===== SUPPLIED PASSAGE =====

With plenty of optimism, we are happy to report that continued vigilance is proving helpful in maintaining a steady decline in active cases of COVID-19 in Costa Rica. Costa Rica’s daily new case rate is hovering in the single digits, with 713 total known cases of COVID-19 since early March. The death toll has remained at 6 for the last ten days.

In the United States, the total number of coronavirus cases has already exceeded one million. And Central America as a whole has seen more than 8,300 infections and 260 deaths from COVID-19, most of which are in Panama, which has more than 6,000 cases alone. Honduras has experienced a particularly high fatality rate with more than 60 deaths in 700 known cases.

About half of Costa Rica’s known coronavirus cases are located in the province of San José, the country’s most populous. In the Southern Zone of Costa Rica, we have had 5 total reported cases and no hospitalizations or fatalities. 

Costa Rica has processed more than 13,000 diagnostic tests for COVID-19 and can conduct up to 2,500 tests each day. Over the past five days, Costa Rica has processed an average of 155 tests per day. Costa Rica tests everyone who qualifies as a suspected coronavirus case, according to Health Minister Daniel Salas.

Relaxing coronavirus restrictions

Thanks to this slow rise in cases, Costa Rica has begun lifting some of its coronavirus restrictions as of Friday, May 1st, which also happens to be Labor Day in Costa Rica. If the country continues avoiding a rapid rise in cases, it will further ease measures in mid-May. The Costa Rican government will increase or further roll back social distancing measures every 15 days after evaluating the spread of the coronavirus.

Theaters, gyms and athletic centers — which have been closed since March 18 — will be permitted to reopen during the week with special limitations. But some of the country’s most impactful restrictions, including a ban on arriving tourists, will continue until at least May 15th. Beaches and national parks remain closed and mass gatherings, including religious gatherings and in-person learning, remain suspended. 

“I think Costa Rica has the ability [to slow the coronavirus] and is demonstrating it,” Salas said. “This is not only due to the actions we’ve taken as a government but also from a population that understands that we’re not in an April, almost May, like any other year.” 

Protecting the economy

Although it is expected that tourism will rebound when pandemic prevention measures are relaxed and borders reopen, people are finding ways to help the ailing industries in Costa Rica through donations and volunteering. Many of the world’s biggest media outlets are encouraging people to think about Costa Rica, even during global pandemic lockdowns. And most tourism businesses in Costa Rica are encouraging those who missed out on their vacation to rebook rather than cancel their plans.

The Costa Rican government is also working to protect foreigners who chose to shelter within its borders. Valid tourist visas from after December 17, 2019 have all automatically been extended until July 17, 2020. And tourists with a valid foreign driver’s license can legally operate a vehicle in Costa Rica beyond the typical three-month limit, the Public Works and Transport Ministry (MOPT) has announced this week.

=====

▸ **REQUIRED ACTION A**:
Decide whether each statement agrees with the Costa Rica COVID-19 report, answering yes or no and quoting the words that settle it: (i) Costa Rica's death toll has stayed at 6 for the last ten days. (ii) The Southern Zone of Costa Rica has reported some hospitalizations. (iii) Beaches and national parks in Costa Rica have reopened.
▸ **REQUIRED ACTION B**:
Transcribe the Costa Rica COVID-19 report word for word from "About half of" to "Minister Daniel Salas.".
The items after this point have no connection to the Costa Rica COVID-19 report.

===== ENTRIES SUPPLIED =====

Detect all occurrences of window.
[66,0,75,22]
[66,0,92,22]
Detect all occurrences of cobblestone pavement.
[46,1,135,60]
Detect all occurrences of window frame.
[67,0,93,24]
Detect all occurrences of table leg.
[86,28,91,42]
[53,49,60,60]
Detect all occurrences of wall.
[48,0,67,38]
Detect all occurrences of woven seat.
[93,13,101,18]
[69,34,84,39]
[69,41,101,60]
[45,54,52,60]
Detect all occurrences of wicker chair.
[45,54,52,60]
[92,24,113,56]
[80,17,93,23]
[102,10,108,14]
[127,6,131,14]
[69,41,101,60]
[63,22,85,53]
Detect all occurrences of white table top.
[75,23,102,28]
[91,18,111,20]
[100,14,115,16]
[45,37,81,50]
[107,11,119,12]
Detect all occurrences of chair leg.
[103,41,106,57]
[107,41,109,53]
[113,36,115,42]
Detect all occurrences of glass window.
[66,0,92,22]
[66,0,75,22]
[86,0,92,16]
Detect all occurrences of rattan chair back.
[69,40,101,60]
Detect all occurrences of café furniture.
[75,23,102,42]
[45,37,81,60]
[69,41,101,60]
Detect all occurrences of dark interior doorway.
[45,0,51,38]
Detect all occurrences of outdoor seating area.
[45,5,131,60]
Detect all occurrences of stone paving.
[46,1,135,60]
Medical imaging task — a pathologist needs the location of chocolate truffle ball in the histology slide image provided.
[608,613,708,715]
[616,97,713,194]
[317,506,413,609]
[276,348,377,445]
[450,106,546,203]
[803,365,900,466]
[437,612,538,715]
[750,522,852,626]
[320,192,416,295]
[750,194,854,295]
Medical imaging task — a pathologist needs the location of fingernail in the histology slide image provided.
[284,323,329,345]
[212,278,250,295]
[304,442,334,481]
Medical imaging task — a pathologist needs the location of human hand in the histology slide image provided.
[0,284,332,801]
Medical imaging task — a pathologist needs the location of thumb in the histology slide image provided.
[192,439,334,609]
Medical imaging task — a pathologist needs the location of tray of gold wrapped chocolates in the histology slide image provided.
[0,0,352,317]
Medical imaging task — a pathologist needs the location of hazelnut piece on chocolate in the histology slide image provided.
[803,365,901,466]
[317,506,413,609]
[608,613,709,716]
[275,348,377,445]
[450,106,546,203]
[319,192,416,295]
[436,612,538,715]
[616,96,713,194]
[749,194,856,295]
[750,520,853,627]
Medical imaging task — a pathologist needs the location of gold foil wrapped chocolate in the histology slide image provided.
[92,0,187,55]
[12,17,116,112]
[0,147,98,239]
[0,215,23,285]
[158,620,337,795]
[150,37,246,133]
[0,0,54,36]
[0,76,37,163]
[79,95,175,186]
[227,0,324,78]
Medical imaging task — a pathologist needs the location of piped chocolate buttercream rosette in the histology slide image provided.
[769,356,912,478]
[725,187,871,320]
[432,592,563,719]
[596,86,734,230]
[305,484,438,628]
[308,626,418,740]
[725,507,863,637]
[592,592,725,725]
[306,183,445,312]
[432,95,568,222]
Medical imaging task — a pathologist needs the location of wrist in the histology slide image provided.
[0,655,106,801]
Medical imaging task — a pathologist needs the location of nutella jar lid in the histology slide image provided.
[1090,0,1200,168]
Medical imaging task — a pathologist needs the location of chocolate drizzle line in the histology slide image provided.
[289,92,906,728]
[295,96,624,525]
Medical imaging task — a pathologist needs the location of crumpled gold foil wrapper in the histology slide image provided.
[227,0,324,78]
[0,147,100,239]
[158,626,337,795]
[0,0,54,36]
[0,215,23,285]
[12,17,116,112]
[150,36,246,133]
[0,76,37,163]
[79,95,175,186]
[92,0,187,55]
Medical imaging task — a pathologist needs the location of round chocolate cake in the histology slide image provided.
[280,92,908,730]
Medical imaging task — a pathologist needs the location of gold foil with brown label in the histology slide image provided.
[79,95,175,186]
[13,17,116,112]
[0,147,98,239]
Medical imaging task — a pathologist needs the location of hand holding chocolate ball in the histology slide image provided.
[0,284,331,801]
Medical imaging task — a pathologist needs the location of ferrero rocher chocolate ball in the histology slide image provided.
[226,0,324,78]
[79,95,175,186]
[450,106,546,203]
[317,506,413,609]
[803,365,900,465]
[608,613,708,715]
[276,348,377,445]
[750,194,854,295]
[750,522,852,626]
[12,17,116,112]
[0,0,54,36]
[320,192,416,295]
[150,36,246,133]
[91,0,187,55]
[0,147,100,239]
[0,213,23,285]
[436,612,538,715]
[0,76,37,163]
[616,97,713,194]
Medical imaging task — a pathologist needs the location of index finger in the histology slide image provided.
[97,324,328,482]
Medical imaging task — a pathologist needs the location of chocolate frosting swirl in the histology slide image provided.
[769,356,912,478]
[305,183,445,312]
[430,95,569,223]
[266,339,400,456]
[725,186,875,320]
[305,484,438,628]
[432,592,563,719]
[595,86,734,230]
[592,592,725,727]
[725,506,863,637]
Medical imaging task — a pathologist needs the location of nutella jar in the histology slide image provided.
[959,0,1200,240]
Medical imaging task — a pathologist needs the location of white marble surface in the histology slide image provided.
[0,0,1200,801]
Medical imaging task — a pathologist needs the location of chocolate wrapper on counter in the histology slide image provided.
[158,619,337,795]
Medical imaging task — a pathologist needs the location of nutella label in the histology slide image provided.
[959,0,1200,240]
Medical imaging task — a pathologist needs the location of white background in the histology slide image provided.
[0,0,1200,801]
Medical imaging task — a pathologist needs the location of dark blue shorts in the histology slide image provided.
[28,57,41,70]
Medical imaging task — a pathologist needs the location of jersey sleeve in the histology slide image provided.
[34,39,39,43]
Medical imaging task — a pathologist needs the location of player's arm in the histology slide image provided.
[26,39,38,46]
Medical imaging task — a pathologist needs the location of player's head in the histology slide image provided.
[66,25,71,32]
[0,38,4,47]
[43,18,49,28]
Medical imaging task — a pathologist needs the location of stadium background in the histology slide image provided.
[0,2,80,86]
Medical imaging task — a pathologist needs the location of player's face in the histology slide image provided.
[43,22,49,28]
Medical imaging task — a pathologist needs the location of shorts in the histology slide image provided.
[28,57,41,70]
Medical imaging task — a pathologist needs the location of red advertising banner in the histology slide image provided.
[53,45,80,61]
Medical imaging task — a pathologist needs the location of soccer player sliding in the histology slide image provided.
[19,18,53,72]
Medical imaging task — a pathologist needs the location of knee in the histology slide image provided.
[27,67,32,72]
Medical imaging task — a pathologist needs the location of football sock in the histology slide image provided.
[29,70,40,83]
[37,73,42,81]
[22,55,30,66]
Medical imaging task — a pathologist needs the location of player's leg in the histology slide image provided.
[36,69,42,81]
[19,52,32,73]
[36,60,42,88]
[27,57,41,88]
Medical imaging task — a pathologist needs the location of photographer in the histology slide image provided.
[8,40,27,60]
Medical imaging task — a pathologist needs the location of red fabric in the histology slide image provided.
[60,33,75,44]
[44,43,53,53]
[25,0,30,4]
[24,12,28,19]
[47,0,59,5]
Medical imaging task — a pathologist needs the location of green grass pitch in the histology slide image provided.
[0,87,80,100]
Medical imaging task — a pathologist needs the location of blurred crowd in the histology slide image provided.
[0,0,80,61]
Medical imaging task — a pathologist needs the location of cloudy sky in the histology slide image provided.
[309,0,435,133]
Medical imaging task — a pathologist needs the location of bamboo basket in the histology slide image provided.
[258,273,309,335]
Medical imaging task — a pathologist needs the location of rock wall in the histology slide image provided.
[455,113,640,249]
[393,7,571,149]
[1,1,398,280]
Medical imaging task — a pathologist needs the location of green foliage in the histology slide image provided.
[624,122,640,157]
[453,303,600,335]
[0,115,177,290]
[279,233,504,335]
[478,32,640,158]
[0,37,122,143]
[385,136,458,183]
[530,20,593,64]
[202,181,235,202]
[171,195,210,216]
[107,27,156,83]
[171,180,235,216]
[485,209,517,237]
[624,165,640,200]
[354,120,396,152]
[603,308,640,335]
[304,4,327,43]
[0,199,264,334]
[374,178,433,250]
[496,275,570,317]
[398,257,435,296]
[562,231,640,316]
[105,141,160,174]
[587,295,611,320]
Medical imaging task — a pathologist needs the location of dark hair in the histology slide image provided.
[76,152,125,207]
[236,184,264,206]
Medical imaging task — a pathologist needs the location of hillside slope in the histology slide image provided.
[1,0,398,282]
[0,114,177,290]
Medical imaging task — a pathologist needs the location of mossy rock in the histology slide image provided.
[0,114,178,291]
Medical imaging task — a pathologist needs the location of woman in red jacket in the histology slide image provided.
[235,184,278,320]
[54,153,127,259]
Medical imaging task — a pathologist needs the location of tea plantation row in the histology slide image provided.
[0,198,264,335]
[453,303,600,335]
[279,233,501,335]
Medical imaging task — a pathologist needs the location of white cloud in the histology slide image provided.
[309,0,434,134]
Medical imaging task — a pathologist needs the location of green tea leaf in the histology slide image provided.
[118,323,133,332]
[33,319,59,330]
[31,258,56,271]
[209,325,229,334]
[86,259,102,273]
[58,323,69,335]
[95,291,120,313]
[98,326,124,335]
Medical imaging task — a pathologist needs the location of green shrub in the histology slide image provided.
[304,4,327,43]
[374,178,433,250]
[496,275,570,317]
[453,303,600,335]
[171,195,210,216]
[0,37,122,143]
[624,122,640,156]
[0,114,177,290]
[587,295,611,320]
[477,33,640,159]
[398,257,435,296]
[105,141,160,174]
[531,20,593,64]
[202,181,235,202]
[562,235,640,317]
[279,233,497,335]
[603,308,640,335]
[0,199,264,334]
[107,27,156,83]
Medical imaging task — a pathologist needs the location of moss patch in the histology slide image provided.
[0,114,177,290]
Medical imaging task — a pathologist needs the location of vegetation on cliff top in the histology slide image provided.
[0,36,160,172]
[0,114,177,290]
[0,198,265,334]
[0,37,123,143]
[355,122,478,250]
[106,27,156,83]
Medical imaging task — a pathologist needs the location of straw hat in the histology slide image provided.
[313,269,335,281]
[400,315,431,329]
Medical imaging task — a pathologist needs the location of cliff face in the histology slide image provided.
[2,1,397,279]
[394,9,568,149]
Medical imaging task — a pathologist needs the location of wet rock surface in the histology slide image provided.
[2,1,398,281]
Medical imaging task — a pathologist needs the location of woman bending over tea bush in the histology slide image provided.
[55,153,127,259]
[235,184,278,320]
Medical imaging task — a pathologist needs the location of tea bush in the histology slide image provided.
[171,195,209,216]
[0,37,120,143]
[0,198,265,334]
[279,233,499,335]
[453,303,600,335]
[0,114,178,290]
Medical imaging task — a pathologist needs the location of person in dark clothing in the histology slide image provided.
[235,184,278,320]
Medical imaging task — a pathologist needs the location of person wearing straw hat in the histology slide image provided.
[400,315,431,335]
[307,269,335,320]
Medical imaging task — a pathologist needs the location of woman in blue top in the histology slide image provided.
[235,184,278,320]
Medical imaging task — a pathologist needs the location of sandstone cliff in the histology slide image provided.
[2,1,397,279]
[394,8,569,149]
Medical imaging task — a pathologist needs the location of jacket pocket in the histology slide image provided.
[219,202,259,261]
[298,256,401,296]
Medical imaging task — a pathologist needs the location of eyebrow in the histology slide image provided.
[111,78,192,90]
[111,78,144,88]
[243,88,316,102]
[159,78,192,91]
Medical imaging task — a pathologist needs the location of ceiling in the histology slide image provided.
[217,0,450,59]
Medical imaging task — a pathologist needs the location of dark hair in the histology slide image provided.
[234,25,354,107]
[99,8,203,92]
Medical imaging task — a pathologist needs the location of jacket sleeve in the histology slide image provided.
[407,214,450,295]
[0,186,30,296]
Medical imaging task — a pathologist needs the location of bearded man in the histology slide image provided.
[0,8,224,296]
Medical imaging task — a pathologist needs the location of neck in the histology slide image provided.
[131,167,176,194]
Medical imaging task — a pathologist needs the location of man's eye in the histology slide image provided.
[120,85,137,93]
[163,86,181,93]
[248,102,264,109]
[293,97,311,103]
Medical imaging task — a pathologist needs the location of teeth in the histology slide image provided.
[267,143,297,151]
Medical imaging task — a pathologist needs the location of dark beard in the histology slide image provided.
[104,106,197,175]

=====

▸ **TASK OUTPUT A**:
(i) Yes: "The death toll has remained at 6 for the last ten days."
(ii) No: "we have had 5 total reported cases and no hospitalizations or fatalities."
(iii) No: "Beaches and national parks remain closed"

▸ **TASK OUTPUT B**:
About half of Costa Rica’s known coronavirus cases are located in the province of San José, the country’s most populous. In the Southern Zone of Costa Rica, we have had 5 total reported cases and no hospitalizations or fatalities. 

Costa Rica has processed more than 13,000 diagnostic tests for COVID-19 and can conduct up to 2,500 tests each day. Over the past five days, Costa Rica has processed an average of 155 tests per day. Costa Rica tests everyone who qualifies as a suspected coronavirus case, according to Health Minister Daniel Salas.